-- START OF Record list --

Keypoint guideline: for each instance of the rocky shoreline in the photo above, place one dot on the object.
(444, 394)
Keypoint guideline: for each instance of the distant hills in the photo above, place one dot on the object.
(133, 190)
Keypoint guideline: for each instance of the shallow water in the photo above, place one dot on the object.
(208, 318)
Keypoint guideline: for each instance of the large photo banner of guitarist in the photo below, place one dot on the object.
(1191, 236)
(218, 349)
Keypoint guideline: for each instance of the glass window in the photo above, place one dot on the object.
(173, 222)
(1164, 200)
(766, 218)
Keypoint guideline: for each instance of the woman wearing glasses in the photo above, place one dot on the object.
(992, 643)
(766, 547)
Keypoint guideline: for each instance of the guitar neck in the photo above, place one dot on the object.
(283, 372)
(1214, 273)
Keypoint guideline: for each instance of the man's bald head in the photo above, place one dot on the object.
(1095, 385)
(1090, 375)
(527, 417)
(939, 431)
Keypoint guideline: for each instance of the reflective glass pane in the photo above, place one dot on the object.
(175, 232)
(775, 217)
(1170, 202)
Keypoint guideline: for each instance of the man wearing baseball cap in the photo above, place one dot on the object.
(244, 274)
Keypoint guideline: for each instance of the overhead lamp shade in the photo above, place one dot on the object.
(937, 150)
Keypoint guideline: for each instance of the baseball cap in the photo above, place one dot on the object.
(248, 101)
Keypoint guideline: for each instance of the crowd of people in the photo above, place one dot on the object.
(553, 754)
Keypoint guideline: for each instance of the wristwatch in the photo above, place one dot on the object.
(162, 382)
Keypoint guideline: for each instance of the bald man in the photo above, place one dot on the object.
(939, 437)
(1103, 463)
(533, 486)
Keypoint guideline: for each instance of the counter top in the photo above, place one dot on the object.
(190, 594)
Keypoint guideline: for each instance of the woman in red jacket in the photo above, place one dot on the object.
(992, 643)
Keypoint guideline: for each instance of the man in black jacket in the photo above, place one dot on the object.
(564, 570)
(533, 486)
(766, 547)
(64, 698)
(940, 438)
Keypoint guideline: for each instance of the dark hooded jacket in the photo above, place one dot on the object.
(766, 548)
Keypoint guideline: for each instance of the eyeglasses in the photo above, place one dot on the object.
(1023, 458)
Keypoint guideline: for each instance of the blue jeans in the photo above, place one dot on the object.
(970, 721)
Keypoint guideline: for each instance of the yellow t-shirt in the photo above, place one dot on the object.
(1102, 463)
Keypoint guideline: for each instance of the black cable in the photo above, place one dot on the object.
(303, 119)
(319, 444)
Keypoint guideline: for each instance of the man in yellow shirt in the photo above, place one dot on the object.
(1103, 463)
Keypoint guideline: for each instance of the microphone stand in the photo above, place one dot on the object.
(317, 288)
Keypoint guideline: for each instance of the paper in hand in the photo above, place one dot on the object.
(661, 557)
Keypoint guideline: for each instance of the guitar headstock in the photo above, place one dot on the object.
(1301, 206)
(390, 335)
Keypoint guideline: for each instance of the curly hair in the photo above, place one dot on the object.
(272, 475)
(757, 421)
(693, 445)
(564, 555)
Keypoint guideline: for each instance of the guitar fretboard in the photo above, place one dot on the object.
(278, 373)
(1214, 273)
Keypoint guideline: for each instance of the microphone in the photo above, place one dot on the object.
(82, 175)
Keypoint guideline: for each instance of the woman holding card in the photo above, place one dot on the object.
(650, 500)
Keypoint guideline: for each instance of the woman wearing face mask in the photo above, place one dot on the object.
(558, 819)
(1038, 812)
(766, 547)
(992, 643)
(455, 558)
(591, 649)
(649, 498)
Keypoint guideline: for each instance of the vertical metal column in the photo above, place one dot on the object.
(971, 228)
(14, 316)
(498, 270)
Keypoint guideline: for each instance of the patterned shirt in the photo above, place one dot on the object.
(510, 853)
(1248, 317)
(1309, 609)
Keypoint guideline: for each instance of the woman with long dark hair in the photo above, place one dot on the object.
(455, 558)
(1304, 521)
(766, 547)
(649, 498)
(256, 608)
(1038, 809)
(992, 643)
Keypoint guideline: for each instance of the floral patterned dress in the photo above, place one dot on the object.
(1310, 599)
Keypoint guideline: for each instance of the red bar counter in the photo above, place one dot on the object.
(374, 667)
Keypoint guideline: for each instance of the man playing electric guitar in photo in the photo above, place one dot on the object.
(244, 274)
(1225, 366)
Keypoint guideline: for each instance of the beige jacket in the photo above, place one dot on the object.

-- END OF Record list --

> [Direction]
Please return the data above exactly as given.

> [Complete answer]
Keypoint guideline: for each instance of the rocky shoreline in the photo above, place one dot on the object.
(444, 394)
Keypoint guideline: for each instance of the distant hills in the photo above, place one dot on the object.
(133, 190)
Keypoint guideline: for each instance of the shallow water in the photo above, place one dot on the object.
(208, 318)
Keypoint guideline: for each instance of the large photo banner of guitarist in the photo below, place one dot on the object.
(1191, 236)
(218, 349)
Keypoint guideline: for each instance of the glass window in the photo above, place one dot on the object.
(173, 222)
(1164, 200)
(766, 218)
Keypoint guideline: for each instance of the woman wearing glasses in the photo above, place one dot on the object.
(992, 643)
(766, 547)
Keypoint guideline: for each instance of the guitar neck in the photo above, place one dot on the object.
(283, 372)
(1214, 273)
Keypoint guideline: for each instance of the man's bald head in the photo above, place one dot on the object.
(1095, 385)
(1090, 375)
(527, 417)
(939, 431)
Keypoint guideline: for each instance of the reflective glass pane in the photo above, place one dot on the object.
(175, 232)
(775, 217)
(1170, 202)
Keypoint guideline: for each instance of the man wearing baseball cap in the photo above, place one dot on the object.
(244, 274)
Keypoint guideline: for each instance of the overhead lamp shade in the photo above, place one dot on the object.
(937, 150)
Keypoint guideline: for each instance of the baseball cap in the photo above, place one dot on the object.
(248, 101)
Keypoint guideline: for each instance of the crowd of people in the photo above, place one dot on the object.
(553, 754)
Keypoint guideline: for each instance of the wristwatch in the photo above, place one dot on the object.
(162, 382)
Keypoint guideline: for each instance of the bald man in the photo above, place one dot on the object.
(939, 437)
(1103, 463)
(533, 486)
Keypoint guideline: for each instance of the counter top in the photo above, place one dot on the object.
(190, 594)
Keypoint guideline: for each instance of the woman in red jacket in the photo above, place one dot on the object.
(992, 643)
Keypoint guideline: for each instance of the man in black jacket in the photo above, place one dot on the object.
(564, 570)
(533, 486)
(766, 547)
(64, 698)
(940, 438)
Keypoint guideline: for each instance of the dark hooded jacket in the photo above, place one dot on the object.
(766, 548)
Keypoint guideline: for each instance of the eyeglasses in the photo above, place one dot on the object.
(1023, 458)
Keypoint guideline: for each instance of the blue jeans in the photo above, place one dot on the object.
(970, 721)
Keypoint guideline: for each instance of the yellow t-shirt in the photo above, place one dot on the object.
(1102, 463)
Keypoint guideline: for each instance of the black cable in the photo above, place one dot on the object.
(303, 119)
(319, 444)
Keypoint guideline: for each instance of the man in yellow shirt in the photo above, place one dot on the object.
(1103, 463)
Keypoint guideline: for each instance of the microphone stand in the photo above, place one dot on the object.
(317, 288)
Keypoint guideline: for each instance of the paper in hand in the photo above, place one dot on the object.
(661, 557)
Keypoint guideline: for each instance of the guitar headstock in the photo above, place one dot on the object.
(1301, 206)
(390, 335)
Keypoint guideline: for each instance of the curly hair in the photo above, place one dot on the object.
(272, 475)
(757, 421)
(693, 445)
(564, 555)
Keypoint guideline: for each instance of the guitar fretboard in the photo above, place one dot on the object.
(278, 373)
(1214, 273)
Keypoint guideline: for each instance of the microphone in the photo above, place one dot on the object.
(82, 175)
Keypoint guideline: for each instance of the woman holding card in the photo above, place one dot on the object.
(650, 500)
Keypoint guideline: for each instance of the woman wearing face mask in the photo above, place one dot on the object.
(558, 819)
(1038, 812)
(766, 547)
(992, 643)
(455, 558)
(591, 649)
(649, 498)
Keypoint guideline: for each instance of the vertical metal column in the photo above, place one dot on the object.
(971, 228)
(14, 316)
(498, 270)
Keypoint guideline: for each instance of the patterned shirt in the photo above, place one dot on the object.
(510, 853)
(1248, 317)
(1309, 609)
Keypoint guideline: for each instance of the woman with long dark hair in the photo above, place one dot on the object.
(455, 558)
(1304, 521)
(766, 547)
(649, 498)
(256, 608)
(1038, 809)
(992, 643)
Keypoint guideline: for each instance of the floral patterned dress in the photo above, place one dot on the object.
(1310, 599)
Keypoint guideline: for each instance of the red bar counter in the photo above, place one dot on the object.
(374, 667)
Keypoint guideline: for each instance of the man playing electric guitar in photo in the photo above, place one dot on the object.
(244, 274)
(1225, 366)
Keypoint guideline: for each instance of the beige jacket in the photo above, place one dot on the object.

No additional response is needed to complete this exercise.